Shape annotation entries
* start *

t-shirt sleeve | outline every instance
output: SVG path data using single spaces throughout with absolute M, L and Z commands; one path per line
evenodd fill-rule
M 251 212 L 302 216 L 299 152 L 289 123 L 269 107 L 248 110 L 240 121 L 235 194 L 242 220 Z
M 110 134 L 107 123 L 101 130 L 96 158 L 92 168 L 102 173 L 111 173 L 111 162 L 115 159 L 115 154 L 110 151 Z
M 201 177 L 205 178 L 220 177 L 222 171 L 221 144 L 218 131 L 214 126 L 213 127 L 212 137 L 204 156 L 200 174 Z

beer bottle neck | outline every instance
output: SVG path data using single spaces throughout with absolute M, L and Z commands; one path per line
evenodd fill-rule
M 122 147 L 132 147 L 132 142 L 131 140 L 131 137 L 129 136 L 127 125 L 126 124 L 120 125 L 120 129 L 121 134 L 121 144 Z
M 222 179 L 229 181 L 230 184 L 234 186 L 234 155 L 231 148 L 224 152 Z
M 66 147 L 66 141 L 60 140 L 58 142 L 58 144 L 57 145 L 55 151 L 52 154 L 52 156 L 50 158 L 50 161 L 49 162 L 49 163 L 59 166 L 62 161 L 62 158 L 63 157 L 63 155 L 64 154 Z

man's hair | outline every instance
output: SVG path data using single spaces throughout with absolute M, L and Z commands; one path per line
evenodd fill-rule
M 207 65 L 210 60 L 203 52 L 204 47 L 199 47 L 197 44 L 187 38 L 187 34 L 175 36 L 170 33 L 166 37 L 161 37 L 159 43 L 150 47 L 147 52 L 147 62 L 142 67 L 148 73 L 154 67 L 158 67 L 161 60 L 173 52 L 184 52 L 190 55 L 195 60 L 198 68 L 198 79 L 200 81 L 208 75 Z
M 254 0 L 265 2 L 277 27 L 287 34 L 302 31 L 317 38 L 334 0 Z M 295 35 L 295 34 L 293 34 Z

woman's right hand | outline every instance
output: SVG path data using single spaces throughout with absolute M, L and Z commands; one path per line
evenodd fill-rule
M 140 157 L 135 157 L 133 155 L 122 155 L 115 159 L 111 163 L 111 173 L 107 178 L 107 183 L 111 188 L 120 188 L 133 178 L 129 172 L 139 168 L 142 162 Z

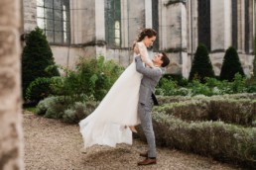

* end *

Aim of the task:
Print the rows from the line holding "man's hair | outline every instance" through the end of the rows, both ends included, without any changes. Leave the pictures out.

Exercise answer:
man's hair | outline every instance
output: SVG path data using single spaces throughout with absolute M, L and Z commands; one path per line
evenodd fill-rule
M 207 65 L 210 60 L 203 52 L 204 47 L 199 47 L 197 44 L 187 38 L 187 34 L 175 36 L 170 33 L 166 37 L 161 37 L 159 43 L 150 47 L 147 52 L 147 62 L 142 67 L 148 73 L 154 67 L 158 67 L 161 60 L 173 52 L 184 52 L 190 55 L 195 60 L 198 68 L 198 79 L 200 81 L 208 75 Z
M 254 0 L 265 2 L 277 27 L 287 34 L 302 31 L 317 38 L 334 0 Z M 295 35 L 295 34 L 293 34 Z

woman's right hand | outline every instance
output: SVG path data using single spaces throughout with absolute M, L and Z commands; one path per line
evenodd fill-rule
M 140 157 L 135 157 L 133 155 L 122 155 L 115 159 L 111 163 L 111 173 L 107 178 L 107 183 L 111 188 L 120 188 L 133 178 L 129 172 L 139 168 L 142 162 Z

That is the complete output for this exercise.